Desafio :: Transcreva palavra por palavra, sem qualquer alteração, todos os registros apresentados abaixo.

********

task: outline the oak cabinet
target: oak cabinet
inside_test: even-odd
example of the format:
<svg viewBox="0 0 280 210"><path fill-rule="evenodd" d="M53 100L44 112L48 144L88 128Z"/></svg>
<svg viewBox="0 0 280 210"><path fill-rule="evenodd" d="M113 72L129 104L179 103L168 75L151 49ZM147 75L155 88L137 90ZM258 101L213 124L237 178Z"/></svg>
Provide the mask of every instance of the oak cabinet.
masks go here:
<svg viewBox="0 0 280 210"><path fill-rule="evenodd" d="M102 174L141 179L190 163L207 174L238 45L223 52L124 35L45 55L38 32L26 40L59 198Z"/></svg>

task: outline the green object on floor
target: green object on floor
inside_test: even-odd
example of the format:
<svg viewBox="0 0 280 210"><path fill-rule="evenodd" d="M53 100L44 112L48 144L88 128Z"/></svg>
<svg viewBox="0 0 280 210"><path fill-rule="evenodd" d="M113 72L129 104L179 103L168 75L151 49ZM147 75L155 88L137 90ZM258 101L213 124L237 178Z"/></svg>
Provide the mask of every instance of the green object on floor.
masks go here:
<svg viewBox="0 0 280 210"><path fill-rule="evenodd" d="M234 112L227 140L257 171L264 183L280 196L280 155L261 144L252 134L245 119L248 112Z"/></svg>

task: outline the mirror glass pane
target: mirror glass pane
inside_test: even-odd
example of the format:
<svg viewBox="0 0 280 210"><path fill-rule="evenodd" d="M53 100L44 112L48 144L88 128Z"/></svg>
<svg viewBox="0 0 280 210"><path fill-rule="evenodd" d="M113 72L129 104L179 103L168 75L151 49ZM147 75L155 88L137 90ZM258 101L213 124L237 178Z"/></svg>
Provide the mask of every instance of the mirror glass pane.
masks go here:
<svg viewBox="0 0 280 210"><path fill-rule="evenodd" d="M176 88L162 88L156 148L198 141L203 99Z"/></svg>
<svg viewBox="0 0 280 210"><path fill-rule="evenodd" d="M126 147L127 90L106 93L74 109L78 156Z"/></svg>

********

Resposta escrita ::
task: outline the oak cabinet
target: oak cabinet
inside_test: even-odd
example of the format:
<svg viewBox="0 0 280 210"><path fill-rule="evenodd" d="M53 100L44 112L48 144L88 128Z"/></svg>
<svg viewBox="0 0 280 210"><path fill-rule="evenodd" d="M113 72L129 104L179 103L168 75L151 49ZM147 75L155 88L137 90ZM258 101L213 124L237 178Z"/></svg>
Provide the mask of every instance of the oak cabinet.
masks go here:
<svg viewBox="0 0 280 210"><path fill-rule="evenodd" d="M102 174L141 179L190 163L207 174L238 45L223 52L124 35L45 55L38 32L26 40L59 198Z"/></svg>

task: outline the green object on floor
target: green object on floor
inside_test: even-odd
example of the format:
<svg viewBox="0 0 280 210"><path fill-rule="evenodd" d="M53 100L44 112L48 144L88 128Z"/></svg>
<svg viewBox="0 0 280 210"><path fill-rule="evenodd" d="M113 72L129 104L179 103L168 75L151 49ZM147 75L155 88L137 90ZM258 101L213 124L237 178Z"/></svg>
Provide the mask of every instance of the green object on floor.
masks go here:
<svg viewBox="0 0 280 210"><path fill-rule="evenodd" d="M234 112L227 140L257 171L264 183L280 196L280 155L261 144L252 134L245 119L248 112Z"/></svg>

task: outline the mirror glass pane
target: mirror glass pane
inside_test: even-odd
example of the format:
<svg viewBox="0 0 280 210"><path fill-rule="evenodd" d="M53 100L44 112L48 144L88 128Z"/></svg>
<svg viewBox="0 0 280 210"><path fill-rule="evenodd" d="M113 72L129 104L179 103L168 75L151 49ZM147 75L155 88L137 90ZM258 101L213 124L237 178Z"/></svg>
Provide the mask of every instance of the mirror glass pane.
masks go here:
<svg viewBox="0 0 280 210"><path fill-rule="evenodd" d="M176 88L162 88L156 148L198 141L203 99Z"/></svg>
<svg viewBox="0 0 280 210"><path fill-rule="evenodd" d="M126 147L127 90L106 93L74 109L78 156Z"/></svg>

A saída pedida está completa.